> [To be done]:
**1.** Answer these from the album review:
(a) In what years was the album recorded?
(b) What is the album's total running time?
(c) Which country is baSix from?
**2.** Extend the album review past its last sentence, keeping its voice and its focus on the tracks.
** start Text block **
Reviews By Randi Stanley, Elie Landau, and TeKay

September 11, 2007

Tuning / Blend 5.0
Energy / Intensity 5.0
Innovation / Creativity 4.7
Soloists 4.7
Sound / Production 5.0
Repeat Listenability 4.7
Tracks
1 Can't Get You Out Of My Head 4.7
2 Star People 4.7
3 Treat Her Like A Lady 4.7
4 Knowing Me Knowing You 4.7
5 This House Is Empty Now 4.7
6 Simarik 4.3
7 Sorry / Hung Up 4.7
8 Angels 4.7
9 All Shook Up 5.0
10 Still Crazy 4.3
11 I Wonder Why 4.3
12 Roof Garden 5.0
13 Nothing Else Matters (live) 4.3
14 Englishman In New York (live) 3.7
15 Hung Up - Reprise (live) 3.3
16 The End 4.3

Recorded 2006 – 2007
Total time: 52:30, 16 songs


Tuning / Blend 5
Energy / Intensity 5
Innovation / Creativity 5
Soloists 5
Sound / Production 5
Repeat Listenability 5
Tracks
1 Can't Get You Out Of My Head 5
2 Star People 5
3 Treat Her Like A Lady 5
4 Knowing Me Knowing You 5
5 This House Is Empty Now 5
6 Simarik 4
7 Sorry / Hung Up 5
8 Angels 5
9 All Shook Up 5
10 Still Crazy 5
11 I Wonder Why 4
12 Roof Garden 5
13 Nothing Else Matters (live) 3
14 Englishman In New York (live) 3
15 Hung Up - Reprise (live) 3
16 The End 4

Be still my beating heart, I am in love with Star People, the latest release from Denmark's baSix. With a cheerful yet silky-smooth sound, these sweet sixteen tracks are a great insight into what this group is about. They have brilliant, creative arrangers within the group and even better mixing and post-production (Bill Hare, Stig Kreutzfeldt, and Oli Poulsen).

Highlights in the track listing include the title track Star People and Treat Her Like A Lady. They are HOT tracks. With rich bass, tightly tuned chords, and soloists that sound like veterans to the business, these tracks deserved 6s. Then, they take the ultra-saccharin sweet stylings of ABBA with Knowing Me, Knowing You and turn it on its head with as a lyrical, lovely ballad. This song is one example of what works wonderfully for baSix: chords span several octaves creating an ethereal environment.
** end Text block **
** start Records provided **
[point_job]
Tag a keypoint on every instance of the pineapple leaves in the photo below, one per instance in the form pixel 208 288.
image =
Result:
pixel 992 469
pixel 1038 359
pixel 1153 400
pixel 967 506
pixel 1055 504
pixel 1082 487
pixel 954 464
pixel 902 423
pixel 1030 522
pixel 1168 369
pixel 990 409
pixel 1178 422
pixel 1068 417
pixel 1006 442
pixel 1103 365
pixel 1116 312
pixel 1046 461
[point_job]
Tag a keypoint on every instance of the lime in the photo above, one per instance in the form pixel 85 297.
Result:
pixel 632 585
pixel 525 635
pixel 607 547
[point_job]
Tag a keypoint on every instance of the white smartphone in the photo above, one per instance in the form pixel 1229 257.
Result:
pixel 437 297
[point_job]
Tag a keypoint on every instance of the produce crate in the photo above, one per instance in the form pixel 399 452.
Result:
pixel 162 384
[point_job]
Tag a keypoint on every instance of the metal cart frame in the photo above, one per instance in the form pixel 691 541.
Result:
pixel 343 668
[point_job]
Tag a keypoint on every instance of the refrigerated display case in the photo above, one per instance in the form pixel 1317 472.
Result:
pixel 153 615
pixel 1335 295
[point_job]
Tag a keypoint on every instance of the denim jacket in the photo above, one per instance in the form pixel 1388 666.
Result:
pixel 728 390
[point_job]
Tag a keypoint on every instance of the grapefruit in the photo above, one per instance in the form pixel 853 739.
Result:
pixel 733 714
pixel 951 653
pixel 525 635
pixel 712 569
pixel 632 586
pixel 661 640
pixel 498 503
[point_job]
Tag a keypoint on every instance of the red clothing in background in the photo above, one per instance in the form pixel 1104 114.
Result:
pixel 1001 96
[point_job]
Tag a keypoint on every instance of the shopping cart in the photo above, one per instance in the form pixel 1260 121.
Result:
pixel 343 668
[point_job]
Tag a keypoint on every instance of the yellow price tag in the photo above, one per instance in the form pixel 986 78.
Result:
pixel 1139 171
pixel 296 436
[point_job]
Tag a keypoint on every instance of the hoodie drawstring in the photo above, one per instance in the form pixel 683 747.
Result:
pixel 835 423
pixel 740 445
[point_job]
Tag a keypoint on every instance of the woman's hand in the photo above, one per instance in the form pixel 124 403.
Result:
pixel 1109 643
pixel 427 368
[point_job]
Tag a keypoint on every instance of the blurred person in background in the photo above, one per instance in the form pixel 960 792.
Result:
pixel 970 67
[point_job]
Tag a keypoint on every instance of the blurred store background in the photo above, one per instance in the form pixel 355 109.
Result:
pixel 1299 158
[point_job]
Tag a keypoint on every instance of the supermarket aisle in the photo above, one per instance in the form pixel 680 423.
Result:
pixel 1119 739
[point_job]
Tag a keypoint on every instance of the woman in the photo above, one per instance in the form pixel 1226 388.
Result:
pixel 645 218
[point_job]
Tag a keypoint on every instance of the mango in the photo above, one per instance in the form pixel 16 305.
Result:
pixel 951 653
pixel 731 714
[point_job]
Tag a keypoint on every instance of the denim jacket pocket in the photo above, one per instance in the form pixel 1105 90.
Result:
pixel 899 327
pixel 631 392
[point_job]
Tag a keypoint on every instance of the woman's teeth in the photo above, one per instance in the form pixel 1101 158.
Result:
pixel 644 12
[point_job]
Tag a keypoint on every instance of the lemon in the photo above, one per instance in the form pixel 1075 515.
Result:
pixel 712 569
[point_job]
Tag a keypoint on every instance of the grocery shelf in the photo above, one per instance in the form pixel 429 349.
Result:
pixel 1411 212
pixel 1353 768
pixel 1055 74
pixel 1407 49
** end Records provided **
> [Answers to the exercises]:
**1.**
(a) 2006 – 2007
(b) 52:30
(c) Denmark

**2.**
Many of the production effects are taken right out of a European nightclub, especially Madonna's Hung Up. If this track were played in a nightclub you'd be hard-pressed to find someone who recognized it as pure a cappella. It's also a great example of baSix's careful balance between heavy post-production on some tracks and simpler production and mixing when more apropos (such as on All Shook Up and Still Crazy).

As explained in the liner notes, the track listing was chosen as an homage to the musicians and stars the members of baSix looked up to as children, the ones who influenced baSix in their respective careers as musicians. However, the tracks that feel out of place are Simarik and the live tracks at the end of the album. Simarik was originally a song released by Turkish artist Simarik Tarkan in 1997 and is the only song in another language on the album. I reminded myself why they chose their repertoire, but this one seemed out of left field. The three live tracks, for obvious reasons, do not have the same lush, rich quality as the studio tracks. I was left a big puzzled as to their inclusion as live tracks, then concluding the album with The End as the final studio track. The End is a poignant ending — written by, arranged by and featuring soloist Jakob Hejlesen, who, according to the notes, decided to leave the group after ten years to spend more time with his family.

Sadly, baSix's tour schedule includes mostly shows in Denmark, but I will be first in line if they make it to New York any time soon. In the mean time, at least I have the album.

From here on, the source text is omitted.